- **What you have to do**:
Report how many lines in the entries below hold the word "path". Your answer is that number alone.

- **Raw data**:
-------
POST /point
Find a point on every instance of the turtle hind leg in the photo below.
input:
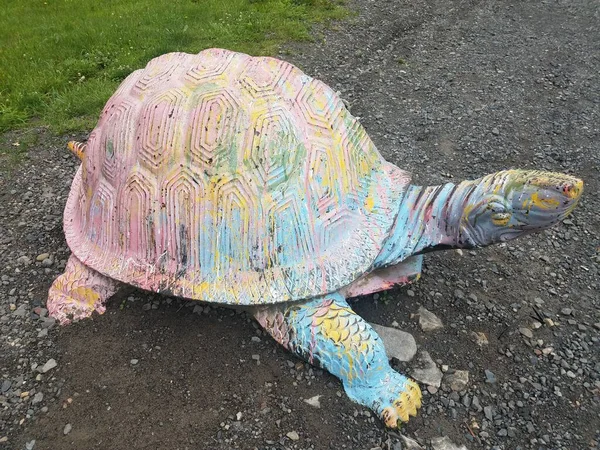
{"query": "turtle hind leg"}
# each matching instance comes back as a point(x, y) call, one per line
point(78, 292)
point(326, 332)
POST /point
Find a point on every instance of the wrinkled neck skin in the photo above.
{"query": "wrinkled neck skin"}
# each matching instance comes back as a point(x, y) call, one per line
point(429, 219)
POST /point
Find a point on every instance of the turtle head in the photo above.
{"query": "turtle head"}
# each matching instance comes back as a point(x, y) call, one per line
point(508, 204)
-------
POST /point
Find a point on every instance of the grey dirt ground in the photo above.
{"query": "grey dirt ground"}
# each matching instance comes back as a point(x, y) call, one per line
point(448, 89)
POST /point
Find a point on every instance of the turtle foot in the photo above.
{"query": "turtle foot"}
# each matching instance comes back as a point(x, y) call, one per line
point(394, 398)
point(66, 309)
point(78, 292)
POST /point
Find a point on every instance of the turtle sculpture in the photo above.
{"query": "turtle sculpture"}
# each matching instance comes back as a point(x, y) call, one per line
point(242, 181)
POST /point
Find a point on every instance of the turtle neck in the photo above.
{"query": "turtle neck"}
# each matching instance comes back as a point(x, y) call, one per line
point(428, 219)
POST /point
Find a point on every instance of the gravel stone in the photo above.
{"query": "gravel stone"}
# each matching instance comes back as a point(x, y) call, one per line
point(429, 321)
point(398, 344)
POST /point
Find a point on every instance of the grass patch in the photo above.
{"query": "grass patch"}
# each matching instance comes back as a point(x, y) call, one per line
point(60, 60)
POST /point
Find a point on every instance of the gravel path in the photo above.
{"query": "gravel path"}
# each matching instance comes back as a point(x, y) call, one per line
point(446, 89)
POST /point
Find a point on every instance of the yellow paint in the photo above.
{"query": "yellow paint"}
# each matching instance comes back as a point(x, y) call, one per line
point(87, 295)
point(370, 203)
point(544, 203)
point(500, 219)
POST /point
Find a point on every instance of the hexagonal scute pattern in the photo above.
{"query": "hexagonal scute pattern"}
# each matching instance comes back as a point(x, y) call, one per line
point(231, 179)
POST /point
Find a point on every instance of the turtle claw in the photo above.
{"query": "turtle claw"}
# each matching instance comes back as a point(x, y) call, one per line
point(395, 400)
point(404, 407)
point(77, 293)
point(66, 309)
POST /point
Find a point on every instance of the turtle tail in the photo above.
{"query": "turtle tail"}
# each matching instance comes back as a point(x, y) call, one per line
-------
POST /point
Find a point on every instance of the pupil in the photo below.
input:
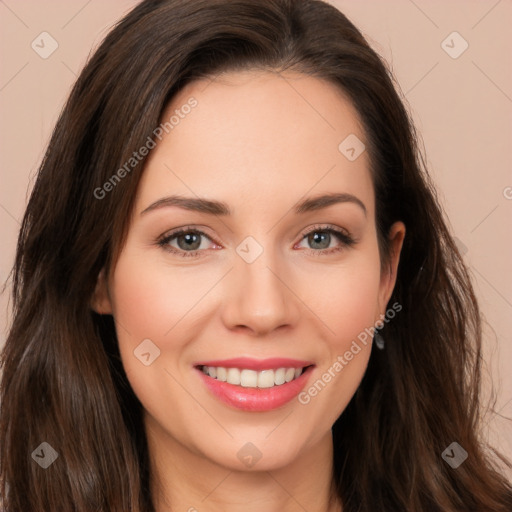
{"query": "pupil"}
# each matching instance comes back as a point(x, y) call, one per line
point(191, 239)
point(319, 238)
-------
- **Result**:
2